Every entry should be given again exactly, with nothing dropped.
#### Data records
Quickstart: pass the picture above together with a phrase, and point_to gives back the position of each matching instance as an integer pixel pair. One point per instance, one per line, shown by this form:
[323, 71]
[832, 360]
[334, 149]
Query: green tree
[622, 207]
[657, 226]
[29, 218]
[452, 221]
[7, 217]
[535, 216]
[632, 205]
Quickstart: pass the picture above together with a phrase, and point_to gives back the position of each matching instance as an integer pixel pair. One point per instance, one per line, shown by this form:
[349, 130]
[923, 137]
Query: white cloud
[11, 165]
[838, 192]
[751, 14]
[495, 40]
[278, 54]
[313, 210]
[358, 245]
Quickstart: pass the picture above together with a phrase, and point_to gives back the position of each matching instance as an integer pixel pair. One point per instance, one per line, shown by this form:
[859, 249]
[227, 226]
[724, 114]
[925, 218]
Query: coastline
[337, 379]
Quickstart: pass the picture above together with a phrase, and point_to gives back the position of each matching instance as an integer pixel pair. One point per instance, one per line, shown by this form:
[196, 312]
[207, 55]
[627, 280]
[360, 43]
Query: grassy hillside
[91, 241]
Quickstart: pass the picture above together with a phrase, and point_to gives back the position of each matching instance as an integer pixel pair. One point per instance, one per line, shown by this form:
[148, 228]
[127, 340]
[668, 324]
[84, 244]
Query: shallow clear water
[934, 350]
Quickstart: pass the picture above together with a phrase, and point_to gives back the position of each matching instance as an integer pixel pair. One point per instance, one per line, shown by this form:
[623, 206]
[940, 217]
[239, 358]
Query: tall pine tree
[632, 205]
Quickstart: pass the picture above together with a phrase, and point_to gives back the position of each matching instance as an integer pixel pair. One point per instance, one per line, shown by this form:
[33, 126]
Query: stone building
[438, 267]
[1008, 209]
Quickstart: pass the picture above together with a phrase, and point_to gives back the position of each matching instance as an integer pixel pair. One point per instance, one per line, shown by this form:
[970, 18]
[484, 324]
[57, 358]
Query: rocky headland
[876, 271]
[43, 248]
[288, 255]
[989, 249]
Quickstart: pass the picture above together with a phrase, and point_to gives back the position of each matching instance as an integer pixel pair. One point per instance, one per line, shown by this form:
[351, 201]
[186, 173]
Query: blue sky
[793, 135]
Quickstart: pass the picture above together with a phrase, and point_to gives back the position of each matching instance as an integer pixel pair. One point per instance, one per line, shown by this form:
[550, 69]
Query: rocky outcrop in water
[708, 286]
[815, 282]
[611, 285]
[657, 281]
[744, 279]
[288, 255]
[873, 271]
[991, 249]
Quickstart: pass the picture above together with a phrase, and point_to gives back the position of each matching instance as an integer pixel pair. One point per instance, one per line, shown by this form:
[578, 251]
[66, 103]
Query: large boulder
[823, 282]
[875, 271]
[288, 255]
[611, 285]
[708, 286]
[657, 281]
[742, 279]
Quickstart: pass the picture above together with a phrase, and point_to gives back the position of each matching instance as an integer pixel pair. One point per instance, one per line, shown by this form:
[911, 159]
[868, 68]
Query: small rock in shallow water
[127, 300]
########
• [Response]:
Quickstart: pass the picture above together with a phrase, and point_to gives back the position of each matching instance as an integer pixel pair. One point per instance, one per line, shown by this form:
[323, 71]
[832, 360]
[334, 149]
Query: green tree
[622, 207]
[657, 226]
[29, 218]
[452, 221]
[7, 217]
[535, 216]
[632, 205]
Quickstart: pass the picture above together with a phrase, and point_to gives back the position of each matching instance as an integer pixel pair. One point per instance, one per line, shown by this form:
[349, 130]
[923, 137]
Query: white cloud
[11, 165]
[838, 192]
[751, 14]
[495, 40]
[278, 54]
[313, 210]
[358, 245]
Quickstart: pass the picture above together with a phrase, and point_to gives back the position of each matching instance as an integer pixel pair. One point per instance, one per line, shown by this form:
[859, 249]
[227, 226]
[724, 114]
[925, 218]
Query: coastline
[337, 379]
Quickstart: pass the picture above together with a phrase, and point_to gives back the position of each matching instance as an integer pixel pair. One point per instance, one per line, shown by this form:
[196, 312]
[207, 55]
[627, 280]
[360, 43]
Query: grassy hillside
[91, 241]
Quickstart: pass the picture above together with a phrase, and point_to gives back the position of each matching instance as an integer pixel pair. One point per instance, one per line, shown by this form:
[148, 228]
[127, 340]
[668, 324]
[84, 244]
Query: shallow clear water
[934, 350]
Quickstart: pass the picture above together with a phrase, and point_to gives back the position of each matching instance as an integer pixel pair. One point per instance, one per line, shown by this form:
[623, 206]
[940, 217]
[239, 358]
Query: tall pine tree
[632, 205]
Quickstart: pass the picture above together with a phrase, and point_to gives back the position of each matching instance as an integer pixel pair. One point per instance, one per line, shown by this form:
[33, 126]
Query: stone building
[438, 267]
[1008, 209]
Quickstart: pass the picture above together with a phrase, and point_to gives back the position of each matching instance as an integer pixel pair. One point per instance, one per line, shown by this form:
[970, 18]
[484, 324]
[57, 358]
Query: rocky headland
[876, 271]
[43, 248]
[288, 255]
[989, 249]
Quickstart: pass the picture above together with a phrase, and point_to gives back the position of each matching instance as an integer pixel pair. One point per instance, one per line, shown by this form:
[351, 201]
[186, 173]
Query: blue sky
[793, 135]
Quickstart: pass the picture above together with a phrase, and point_to gives back the position of each matching instance as an integer pixel pair. One point per instance, one per line, shown by this form:
[550, 69]
Query: rocky outcrop in water
[708, 286]
[815, 282]
[611, 285]
[657, 281]
[744, 279]
[288, 255]
[873, 271]
[991, 249]
Quickstart: pass the picture above together with a phrase, and point_to gives back the position of each matching instance as an integer pixel pair. One point per instance, one per line, shown by this form:
[578, 251]
[66, 103]
Query: large boulder
[823, 282]
[875, 271]
[288, 255]
[611, 285]
[708, 286]
[657, 281]
[742, 279]
Quickstart: pass the picture above together with a phrase, and point_to gives back the position of each matching instance as an integer pixel pair. One point per instance, one per line, shown by this form:
[911, 159]
[868, 68]
Query: small rock in shallow water
[127, 300]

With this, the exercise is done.